Your task
Reproduce the listing below, starting at the line containing "dark chocolate chip -> masks, every instance" and ending at the end of the listing, requests included, with every polygon coordinate shifted by adding -106 to it.
■ ■ ■ ■ ■
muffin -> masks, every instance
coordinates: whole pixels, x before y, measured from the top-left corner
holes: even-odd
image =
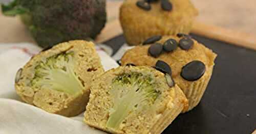
[[[103,72],[92,42],[71,41],[34,56],[17,72],[15,87],[26,102],[71,117],[85,110],[90,86]]]
[[[127,0],[119,17],[127,43],[136,45],[155,35],[188,33],[198,14],[189,0]]]
[[[112,133],[160,133],[186,110],[187,100],[168,74],[132,65],[95,79],[84,122]]]
[[[176,83],[186,95],[190,110],[200,102],[210,79],[217,55],[184,34],[165,36],[152,44],[139,45],[128,50],[121,63],[125,65],[171,67]]]

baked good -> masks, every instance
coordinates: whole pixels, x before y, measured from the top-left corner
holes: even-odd
[[[127,43],[136,45],[155,35],[188,33],[198,14],[189,0],[127,0],[119,17]]]
[[[160,133],[187,100],[168,74],[149,67],[120,66],[95,79],[84,122],[112,133]]]
[[[93,43],[71,41],[34,56],[18,71],[15,86],[26,102],[71,117],[84,111],[94,77],[103,72]]]
[[[160,51],[160,52],[159,51]],[[153,66],[167,63],[172,76],[188,100],[191,110],[200,102],[210,79],[217,55],[188,35],[165,36],[153,44],[136,46],[123,56],[122,65]]]

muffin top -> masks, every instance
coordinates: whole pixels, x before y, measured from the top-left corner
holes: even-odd
[[[163,36],[155,42],[136,46],[124,53],[121,65],[132,63],[136,66],[154,66],[159,60],[164,61],[171,67],[172,76],[182,89],[186,89],[193,82],[210,76],[217,55],[187,35],[180,34],[179,36]],[[170,40],[172,41],[169,47],[165,47]],[[193,72],[187,72],[189,69],[186,68],[195,65],[196,70],[201,68],[202,70],[196,70],[201,74],[196,74],[197,77],[191,78],[189,73]]]
[[[154,1],[145,3],[144,6],[150,6],[150,8],[143,8],[143,3],[140,0],[125,1],[121,7],[121,11],[127,14],[131,14],[132,16],[126,16],[126,18],[133,18],[130,20],[140,21],[141,20],[156,19],[160,21],[168,21],[172,23],[180,23],[185,21],[187,17],[193,17],[197,16],[197,10],[189,0],[165,0],[165,1]],[[170,10],[166,10],[161,5],[163,1],[170,4]],[[168,4],[167,4],[168,5]],[[164,4],[166,5],[166,4]],[[168,8],[168,7],[167,8]],[[168,26],[168,25],[166,25]]]

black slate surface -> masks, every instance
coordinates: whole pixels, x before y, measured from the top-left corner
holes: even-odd
[[[163,132],[250,134],[256,129],[256,51],[191,35],[218,55],[200,103],[180,115]],[[116,52],[119,36],[105,42]]]

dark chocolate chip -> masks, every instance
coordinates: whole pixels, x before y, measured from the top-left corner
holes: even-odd
[[[128,63],[126,64],[126,66],[136,66],[136,65],[133,64],[133,63]]]
[[[145,45],[145,44],[152,44],[156,42],[156,41],[158,41],[162,39],[162,36],[152,36],[148,39],[147,39],[146,40],[143,42],[143,44]]]
[[[157,2],[159,0],[145,0],[145,2],[146,2],[147,3],[154,3],[154,2]]]
[[[175,85],[175,82],[174,82],[172,76],[167,73],[165,74],[164,76],[165,77],[165,79],[167,81],[167,84],[168,84],[169,87],[170,87],[170,88],[174,87],[174,86]]]
[[[199,61],[194,61],[182,67],[181,75],[185,79],[193,82],[200,78],[205,72],[205,65]]]
[[[52,47],[53,47],[53,45],[49,45],[47,47],[46,47],[46,48],[44,48],[41,51],[41,52],[42,51],[46,51],[46,50],[48,50],[51,48],[52,48]]]
[[[177,34],[177,36],[179,38],[181,38],[181,37],[188,37],[188,38],[191,38],[191,37],[187,34],[183,34],[183,33],[178,33]]]
[[[161,0],[161,7],[164,11],[170,11],[173,9],[173,4],[169,0]]]
[[[163,49],[167,52],[174,51],[177,47],[178,43],[176,40],[173,39],[166,40],[164,43],[163,43]]]
[[[120,66],[121,66],[121,60],[116,61],[116,63],[117,63],[117,64],[118,64],[118,65],[119,65]]]
[[[22,76],[22,68],[20,68],[18,69],[18,71],[17,71],[17,73],[16,73],[16,76],[15,76],[15,83],[17,83],[19,81],[19,79],[20,79],[20,76]]]
[[[138,1],[136,3],[136,5],[139,8],[141,8],[146,11],[149,11],[151,9],[151,6],[150,6],[150,5],[148,3],[144,1]]]
[[[194,45],[194,41],[189,38],[184,37],[180,40],[179,45],[180,47],[184,50],[188,50]]]
[[[163,45],[160,43],[152,44],[148,48],[148,53],[153,57],[158,57],[163,50]]]
[[[156,64],[155,68],[163,73],[168,73],[172,75],[172,69],[166,62],[158,60]]]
■ ■ ■ ■ ■
Completed exercise
dark chocolate chip -> masks, every instance
coordinates: whole pixels, x before y, measured from the top-left corner
holes: even-odd
[[[22,-43],[20,-42],[20,-40],[30,-40],[30,-41],[27,-42],[27,-43]]]
[[[39,-61],[39,-62],[46,-62],[50,-64],[50,-65],[52,-65],[56,-67],[56,-70],[46,-70],[42,-67],[41,-67],[40,-66],[37,-64],[37,-62]]]
[[[51,-104],[53,-106],[39,-106],[39,-104],[40,-104],[41,-103],[48,-103],[48,-104]]]
[[[69,-21],[69,-24],[68,-24],[66,-30],[61,-33],[59,-32],[58,-30],[59,-29],[59,-27],[61,-25],[61,-22],[62,-22],[63,-19],[64,-19],[64,-18],[68,-19],[68,-20]]]
[[[93,-45],[88,-45],[76,-39],[75,-31],[79,-27],[87,-24],[94,-28],[99,-34],[99,-41]]]
[[[-54,-59],[-53,-59],[-53,-61],[-57,-61],[-59,-59],[-60,-59],[-60,-58],[-62,-58],[-65,-55],[-65,-54],[-64,-55],[-60,-55],[-60,-56],[-58,-56],[-55,-58],[-54,-58]]]
[[[71,-72],[71,-70],[73,-68],[75,-68],[75,-69],[82,-69],[82,-68],[85,-68],[85,-69],[81,-72],[77,-72],[77,-73],[72,-73]]]
[[[55,-106],[55,-99],[58,-95],[64,-95],[67,-97],[67,-102],[63,-106]]]
[[[57,-57],[61,-54],[68,-55],[71,-59],[72,-63],[70,-66],[67,-67],[60,-66],[58,-63],[57,-63]]]
[[[14,-40],[15,-40],[15,-46],[10,-45],[10,-43],[11,-43],[11,-42],[12,-42],[12,-41],[13,-41]]]
[[[-84,-30],[-84,-38],[-86,-38],[-88,-37],[-88,-35],[-89,-35],[-89,-33],[-90,-33],[-90,-30],[-91,-30],[-91,-23],[-89,-23],[-87,-25],[-87,-27],[-86,-27],[-86,-30]]]
[[[32,-105],[30,-103],[30,-101],[33,-98],[35,-98],[40,-95],[43,-95],[45,-97],[45,-100],[44,-100],[44,-101],[42,-103],[38,-105]]]
[[[88,-61],[88,-65],[83,-68],[78,-69],[74,-66],[73,-61],[74,-59],[78,-56],[82,-56]]]
[[[57,-61],[54,-63],[46,-62],[42,-58],[42,-53],[47,-49],[52,-49],[57,-56]]]
[[[50,-42],[49,-38],[57,-33],[62,-33],[66,-31],[66,-37],[60,-44],[52,-46]]]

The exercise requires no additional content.